For lateral suppling, he had them do the bending outside line, liverpool off left lead, then left, 7 strides to scoop jump, then right, 5 strides to triple bar, then had them do this the opposite direction.  Then up 4 holes, off the left lead, GM had them do then direct 6 to 5, then off the right, the direct 4 to 6, which requires contact, having horse “in the shoot.”  Then off the left, the VERY direct [straight] 5 to [steady]  4, requiring pace and not turning too early.

As they cooled off their horses, GM was sure they put their stirrups back to the flat length NOW and making it habit, to keep from forgetting and riding in too short of stirrup, creating a short, cramped leg.

GMisms for the session

“The greatest principle…take and GIVE.”

“Legs and seat…MORE than hand.”

“This country has the case of the slows.”

“Great horsemen do the opposite of what a horse does.  Not easy to learn.”

Session 2

GM had them warm up similarly to the first session.

Then @ the trot, GM had them alternate btw shoulder in and haunches in, 10 strides of each.

At the canter, they rode a serpentine (3 loops), maintaining the counterlead.

Then he reviewed the pulley rein for turning and had them demonstrate this.  You set the outside hand, and inside to turn.

GM rode Kate’s horse, to demonstrate LEGS.

To improve straightness, GM had them jump over the green box, and he would point left or right, and rider was to use opening leading rein to turn.

GMisms for the session

“There is correct and there is correct.  Almost correct is WRONG.”

“Kick yourself in the butt and get the precision, this is exact riding.”

· · · · · · ·

• [PROBLEM REQUIREMENTS]: Rewrite the part of the clinic notes that opens with the words containing "At the canter, they" and closes with "inside to turn.", replacing "counterlead" with "true lead". Work only from the clinic notes above.

· · · · · · ·

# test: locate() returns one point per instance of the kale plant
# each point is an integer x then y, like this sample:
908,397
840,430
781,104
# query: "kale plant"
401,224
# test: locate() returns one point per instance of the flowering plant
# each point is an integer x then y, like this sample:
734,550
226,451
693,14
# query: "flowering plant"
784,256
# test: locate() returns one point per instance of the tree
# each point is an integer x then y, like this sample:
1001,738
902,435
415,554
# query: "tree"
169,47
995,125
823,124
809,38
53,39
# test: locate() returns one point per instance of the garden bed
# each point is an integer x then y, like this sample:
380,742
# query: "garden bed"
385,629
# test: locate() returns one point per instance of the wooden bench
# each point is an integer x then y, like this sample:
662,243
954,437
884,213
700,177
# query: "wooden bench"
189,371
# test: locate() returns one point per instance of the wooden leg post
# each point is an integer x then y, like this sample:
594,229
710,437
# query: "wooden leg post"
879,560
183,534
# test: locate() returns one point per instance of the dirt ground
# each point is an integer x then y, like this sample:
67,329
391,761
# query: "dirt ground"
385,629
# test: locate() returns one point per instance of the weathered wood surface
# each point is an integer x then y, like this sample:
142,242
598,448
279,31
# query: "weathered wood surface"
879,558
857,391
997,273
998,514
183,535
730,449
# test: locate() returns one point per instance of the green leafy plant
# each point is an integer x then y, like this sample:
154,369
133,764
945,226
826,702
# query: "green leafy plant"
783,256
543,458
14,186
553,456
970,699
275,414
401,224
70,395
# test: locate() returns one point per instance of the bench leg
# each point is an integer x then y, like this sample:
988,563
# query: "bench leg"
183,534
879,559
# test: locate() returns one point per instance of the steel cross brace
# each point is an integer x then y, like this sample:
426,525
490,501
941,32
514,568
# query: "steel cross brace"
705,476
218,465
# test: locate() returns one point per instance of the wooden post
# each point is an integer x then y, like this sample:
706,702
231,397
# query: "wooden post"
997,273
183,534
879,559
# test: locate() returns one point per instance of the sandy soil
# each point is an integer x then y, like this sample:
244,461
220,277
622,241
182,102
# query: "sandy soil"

· · · · · · ·

• [REPLY]:
At the canter, they rode a serpentine (3 loops), maintaining the true lead.

Then he reviewed the pulley rein for turning and had them demonstrate this.  You set the outside hand, and inside to turn.